WHAT THIS TASK INVOLVES ->
Once the pictures are set aside, copy the records below exactly as they stand.

START DATASET RECORDS

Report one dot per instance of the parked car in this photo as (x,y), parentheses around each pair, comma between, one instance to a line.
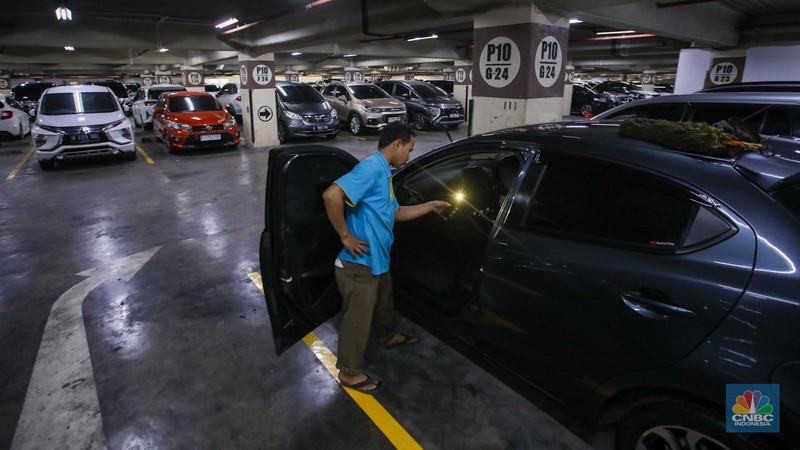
(774,115)
(14,121)
(184,120)
(117,87)
(363,106)
(228,95)
(612,279)
(427,105)
(28,94)
(146,99)
(80,121)
(587,102)
(445,85)
(303,112)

END DATASET RECORDS

ANSWER SECTION ->
Report one dot per instance of the parked car in this photo as (x,y), parentheses around each pair, comma between, one instance to a line.
(774,115)
(14,121)
(184,120)
(117,87)
(363,106)
(228,95)
(612,279)
(427,105)
(28,94)
(146,99)
(80,121)
(587,102)
(445,85)
(303,112)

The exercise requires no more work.